:: Collected data entries ::
————

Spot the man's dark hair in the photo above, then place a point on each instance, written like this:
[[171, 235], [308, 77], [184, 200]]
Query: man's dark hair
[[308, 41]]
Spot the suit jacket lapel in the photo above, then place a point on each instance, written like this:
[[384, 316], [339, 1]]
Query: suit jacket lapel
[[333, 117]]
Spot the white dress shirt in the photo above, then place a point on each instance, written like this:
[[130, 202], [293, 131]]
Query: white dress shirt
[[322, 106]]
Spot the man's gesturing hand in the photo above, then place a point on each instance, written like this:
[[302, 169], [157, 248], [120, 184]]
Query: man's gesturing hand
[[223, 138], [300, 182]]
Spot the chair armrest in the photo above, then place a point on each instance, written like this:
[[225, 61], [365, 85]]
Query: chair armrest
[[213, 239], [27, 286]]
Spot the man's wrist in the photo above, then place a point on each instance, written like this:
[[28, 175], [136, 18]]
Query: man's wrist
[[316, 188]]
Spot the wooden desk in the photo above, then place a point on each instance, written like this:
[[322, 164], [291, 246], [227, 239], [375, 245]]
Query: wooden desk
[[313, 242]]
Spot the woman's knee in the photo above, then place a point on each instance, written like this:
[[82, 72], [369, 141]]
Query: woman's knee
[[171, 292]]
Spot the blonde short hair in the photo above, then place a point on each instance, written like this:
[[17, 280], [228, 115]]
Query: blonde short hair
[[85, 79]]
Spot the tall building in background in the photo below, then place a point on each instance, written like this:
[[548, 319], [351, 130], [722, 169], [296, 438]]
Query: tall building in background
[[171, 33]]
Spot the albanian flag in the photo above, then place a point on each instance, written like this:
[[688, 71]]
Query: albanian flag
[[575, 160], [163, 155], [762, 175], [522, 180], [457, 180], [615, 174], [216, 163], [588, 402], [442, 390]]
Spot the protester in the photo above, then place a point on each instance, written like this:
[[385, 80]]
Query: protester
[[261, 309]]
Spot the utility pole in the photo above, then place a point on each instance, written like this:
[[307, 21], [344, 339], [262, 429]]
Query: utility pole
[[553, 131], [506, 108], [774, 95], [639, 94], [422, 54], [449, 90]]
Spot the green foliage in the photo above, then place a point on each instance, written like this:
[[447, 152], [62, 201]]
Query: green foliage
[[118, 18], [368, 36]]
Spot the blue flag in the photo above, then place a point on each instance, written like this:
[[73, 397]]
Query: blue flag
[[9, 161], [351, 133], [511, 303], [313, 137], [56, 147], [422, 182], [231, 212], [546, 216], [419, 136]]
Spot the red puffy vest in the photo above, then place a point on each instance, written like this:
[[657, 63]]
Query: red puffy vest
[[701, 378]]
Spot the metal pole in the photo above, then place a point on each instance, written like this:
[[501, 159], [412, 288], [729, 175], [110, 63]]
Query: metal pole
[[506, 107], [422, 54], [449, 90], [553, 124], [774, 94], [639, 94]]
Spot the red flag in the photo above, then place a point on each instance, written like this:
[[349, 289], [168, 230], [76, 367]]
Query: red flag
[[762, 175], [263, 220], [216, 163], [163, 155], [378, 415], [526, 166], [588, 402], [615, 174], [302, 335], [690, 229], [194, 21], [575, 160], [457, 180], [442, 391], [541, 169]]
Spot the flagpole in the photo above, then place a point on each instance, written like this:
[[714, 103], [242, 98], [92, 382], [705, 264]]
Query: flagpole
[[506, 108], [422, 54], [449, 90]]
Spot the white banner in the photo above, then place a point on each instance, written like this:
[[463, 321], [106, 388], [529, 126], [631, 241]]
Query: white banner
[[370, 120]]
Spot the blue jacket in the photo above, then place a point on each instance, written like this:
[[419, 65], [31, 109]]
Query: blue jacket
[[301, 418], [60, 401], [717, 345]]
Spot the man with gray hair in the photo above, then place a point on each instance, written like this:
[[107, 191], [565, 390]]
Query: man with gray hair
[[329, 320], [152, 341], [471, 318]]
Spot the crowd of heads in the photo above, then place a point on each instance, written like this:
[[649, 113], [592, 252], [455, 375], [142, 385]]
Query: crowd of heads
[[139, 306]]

————

:: Goal of the exercise ::
The records above need to be written out again. Keep them exact.

:: Output below ::
Spot the man's dark hair in the photo above, then place a point on each instance, written like this:
[[171, 235], [308, 77], [184, 200]]
Query: man's dark hair
[[308, 41]]
Spot the suit jacket lapel in the photo above, then place a point on each instance, written like this:
[[384, 316], [339, 1]]
Query: suit jacket lapel
[[333, 117]]
Spot the white dress shirt in the photo above, then place a point on each instance, written like this:
[[130, 202], [293, 131]]
Query: white dress shirt
[[322, 106]]
Spot the man's gesturing hand in the photo above, then place a point on each instance, written like this:
[[302, 169], [157, 248], [120, 184]]
Query: man's gesturing hand
[[223, 138], [300, 182]]
Spot the chair armrest in the photo above, then place a point on each instance, written like this:
[[225, 61], [365, 85]]
Query: chair armrest
[[213, 239], [27, 286]]
Spot the man's wrist in the photo above, then place a point on each instance, written like this:
[[28, 175], [136, 18]]
Query: man's wrist
[[316, 188]]
Spot the wooden desk in the photo above, then place a point on each instance, written like this:
[[322, 164], [291, 246], [227, 239], [375, 245]]
Query: wooden desk
[[313, 242]]
Spot the woman's knee in the photo above, then place a point on each instance, written like this:
[[82, 72], [369, 141]]
Query: woman's knee
[[171, 292]]
Spot the blonde short hair in the photo above, then place a point on each instance, written like this:
[[17, 280], [228, 115]]
Query: blonde short hair
[[85, 79]]
Spot the tall building in background in the photo below, then place a point on each instance, written like this:
[[548, 319], [351, 130], [722, 169], [296, 438]]
Query: tall building in background
[[171, 33]]
Spot the albanian flag in the photo above, then place a point on each instance, written like this:
[[688, 71]]
Query: albanian flag
[[575, 160], [163, 155], [762, 175], [522, 180], [457, 180], [615, 174], [216, 163], [588, 402], [442, 390]]
Spot the protester in the photo above, then place a point on each instance, written like this:
[[385, 80]]
Query: protester
[[261, 309]]
Spot the utility pole in the photo above, then place a point on each instance, written like this:
[[307, 21], [344, 339], [262, 429]]
Query: utility pole
[[553, 131], [506, 108], [774, 95], [639, 94], [422, 54], [449, 90]]
Spot the green foliage in the photo above, then place a point on each instance, written like this:
[[447, 152], [62, 201]]
Query: green foliage
[[118, 18], [368, 36]]
Spot the blue flag in the photo above, then place a point on each instance, written like this:
[[73, 397]]
Query: blue flag
[[9, 161], [351, 133], [511, 303], [313, 137], [56, 147], [422, 182], [231, 212], [546, 216], [419, 136]]
Spot the red puffy vest in the photo above, then place a point on each instance, written like this:
[[657, 63]]
Query: red puffy vest
[[701, 378]]
Spot the metal pole in the photo above, then place a point on each instance, written like this:
[[501, 159], [412, 288], [729, 175], [110, 63]]
Query: metal pole
[[506, 107], [422, 54], [449, 90], [553, 124], [774, 94], [639, 94]]
Spot the red flag in the photo above, then place a point on each instance, written like this:
[[349, 289], [168, 230], [76, 367]]
Query: red flag
[[762, 175], [263, 220], [216, 163], [163, 155], [378, 415], [526, 166], [588, 402], [615, 174], [302, 335], [690, 229], [194, 21], [575, 160], [457, 180], [442, 391], [541, 169]]
Spot the flagpole in the photo above, then place a point on each instance, written like this:
[[714, 103], [242, 98], [92, 382], [705, 264]]
Query: flagpole
[[506, 108], [422, 54], [449, 90]]
Spot the white banner in the photo above, then place a point on each instance, written like this:
[[463, 321], [106, 388], [529, 126], [631, 241]]
Query: white banner
[[370, 120]]
Spot the blue jacket in the photo above, then place a point on each instance, written like this:
[[419, 65], [31, 109]]
Query: blue jacket
[[301, 418], [60, 401], [717, 345]]
Spot the man with gray hair in the photo above, then place a point on each instance, written like this:
[[107, 191], [565, 390]]
Query: man with gray hair
[[329, 320], [152, 341], [471, 318]]
Spot the crowd of heads in the photo above, then place a point on each instance, written like this:
[[649, 113], [592, 252], [455, 375], [142, 385]]
Query: crowd of heads
[[139, 306]]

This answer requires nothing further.